A faithful copy of every entry is the goal; keep the images out of it.

(Referring expression pointing data)
++++++++

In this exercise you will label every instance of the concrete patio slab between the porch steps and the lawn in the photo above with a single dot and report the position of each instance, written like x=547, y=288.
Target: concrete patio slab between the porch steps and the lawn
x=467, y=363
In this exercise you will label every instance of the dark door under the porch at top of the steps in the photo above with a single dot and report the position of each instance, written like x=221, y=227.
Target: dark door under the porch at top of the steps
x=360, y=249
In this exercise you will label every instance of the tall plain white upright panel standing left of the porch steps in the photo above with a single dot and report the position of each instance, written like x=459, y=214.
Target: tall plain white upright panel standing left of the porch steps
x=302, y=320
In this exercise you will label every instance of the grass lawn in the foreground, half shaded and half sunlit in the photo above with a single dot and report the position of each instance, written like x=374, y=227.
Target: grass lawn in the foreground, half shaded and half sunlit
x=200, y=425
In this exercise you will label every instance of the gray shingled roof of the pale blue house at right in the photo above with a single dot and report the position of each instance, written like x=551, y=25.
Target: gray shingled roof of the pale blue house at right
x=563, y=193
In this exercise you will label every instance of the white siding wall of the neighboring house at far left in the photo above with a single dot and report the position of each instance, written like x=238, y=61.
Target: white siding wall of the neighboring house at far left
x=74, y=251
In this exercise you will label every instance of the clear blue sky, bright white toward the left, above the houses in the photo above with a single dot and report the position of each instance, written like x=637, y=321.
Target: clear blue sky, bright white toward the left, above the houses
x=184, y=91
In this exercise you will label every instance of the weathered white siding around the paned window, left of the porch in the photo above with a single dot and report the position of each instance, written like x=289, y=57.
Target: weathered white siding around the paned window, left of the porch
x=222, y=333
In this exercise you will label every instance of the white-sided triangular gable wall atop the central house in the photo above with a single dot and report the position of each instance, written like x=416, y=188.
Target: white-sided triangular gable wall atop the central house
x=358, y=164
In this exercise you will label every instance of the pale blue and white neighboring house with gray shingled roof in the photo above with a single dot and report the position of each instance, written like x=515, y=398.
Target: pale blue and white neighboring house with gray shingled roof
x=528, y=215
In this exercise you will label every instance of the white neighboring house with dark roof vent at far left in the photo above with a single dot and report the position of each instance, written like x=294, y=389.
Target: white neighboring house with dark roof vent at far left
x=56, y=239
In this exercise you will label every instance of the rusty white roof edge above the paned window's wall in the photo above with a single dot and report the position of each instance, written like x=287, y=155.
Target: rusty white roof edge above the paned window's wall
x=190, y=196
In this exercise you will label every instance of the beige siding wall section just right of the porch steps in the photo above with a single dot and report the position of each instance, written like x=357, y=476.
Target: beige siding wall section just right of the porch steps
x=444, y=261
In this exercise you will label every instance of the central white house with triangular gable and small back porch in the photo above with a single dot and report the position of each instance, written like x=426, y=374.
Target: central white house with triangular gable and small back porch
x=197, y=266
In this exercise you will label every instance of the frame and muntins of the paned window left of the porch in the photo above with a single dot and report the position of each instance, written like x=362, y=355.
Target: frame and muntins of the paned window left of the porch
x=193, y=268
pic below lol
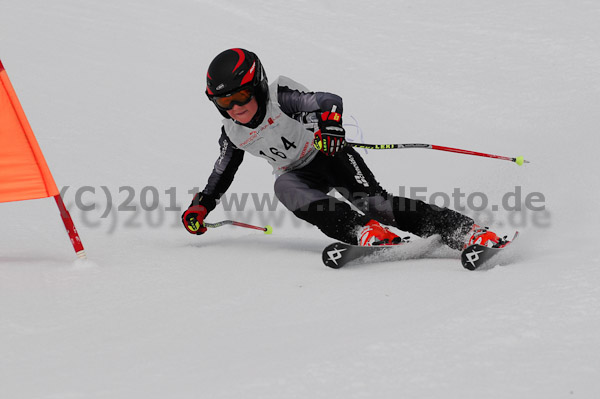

++++++++

Reply —
In this exercise you will label every instance of the concrete patio slab between the porch steps and the lawn in the photo above with a single dot and report the position of each instance, written like x=547, y=288.
Target: concrete patio slab between the porch steps and the lawn
x=467, y=363
In this exercise you will label every instance of the dark door under the porch at top of the steps in the photo above with a single dot and report the position of each instance, written like x=221, y=227.
Target: dark door under the porch at top of the steps
x=360, y=249
In this exercise you will label every instance of the tall plain white upright panel standing left of the porch steps in the photo above with a single dot and report the position of each instance, written like x=459, y=214.
Target: tall plain white upright panel standing left of the porch steps
x=302, y=320
In this exercise you will label every instance of the grass lawn in the foreground, half shaded and half sunlit in the photo above with a single dot and report the position of each instance, written like x=374, y=227.
Target: grass lawn in the foreground, half shaded and half sunlit
x=200, y=425
In this exercise you will label every instance of the gray shingled roof of the pale blue house at right in the photo above with a single dot and report the position of each instance, written like x=551, y=25.
Target: gray shingled roof of the pale blue house at right
x=563, y=193
In this exercise you will label every instance of the white siding wall of the neighboring house at far left in the photo above with a single dot and report the position of each instance, written like x=238, y=61.
Target: white siding wall of the neighboring house at far left
x=74, y=251
In this exercise you will label every instance of the clear blue sky, bright white toward the left, above the houses in the photo above with a single dot and report the position of each instance, written like x=637, y=321.
Target: clear blue sky, bright white toward the left, above the houses
x=184, y=91
In this exercise you will label every instance of the weathered white siding around the paned window, left of the porch in the photo above with a single dot and report the position of each instance, written like x=289, y=57.
Target: weathered white siding around the paned window, left of the porch
x=222, y=333
In this exercise you will label every instance of the white-sided triangular gable wall atop the central house in the photo above with a single dot and report the position of each instance, written like x=416, y=188.
Target: white-sided triangular gable wall atop the central house
x=358, y=164
In this exercise you will label every instance of the pale blue and white neighboring house with gray shingled roof in the photo above with a single dot and report the position of each instance, written like x=515, y=398.
Target: pale blue and white neighboring house with gray shingled roof
x=528, y=215
In this exercise you will label every instance of the white neighboring house with dark roof vent at far left in the photo above with a single dot and report the position of each instance, written like x=294, y=389.
Target: white neighboring house with dark roof vent at far left
x=56, y=239
In this exercise you will label every instance of the rusty white roof edge above the paned window's wall in the photo above with a single dot and report the position of each instance, written like x=287, y=155.
Target: rusty white roof edge above the paned window's wall
x=190, y=196
In this exercise you will label every instance of the beige siding wall section just right of the porch steps in the photo above with a single dot and report the position of each instance, written like x=357, y=476.
Target: beige siding wall section just right of the porch steps
x=444, y=261
In this exercise you will label every instance of the central white house with triangular gable and small back porch in the photo above with a single dot and report the position of each instance, written like x=426, y=374.
Target: central white house with triangular gable and small back porch
x=197, y=266
In this exercise you will label every instance of the frame and muntins of the paned window left of the porch in the photo above with a single dot and report the position of each instance, written like x=362, y=355.
Target: frame and muntins of the paned window left of the porch
x=193, y=268
pic below lol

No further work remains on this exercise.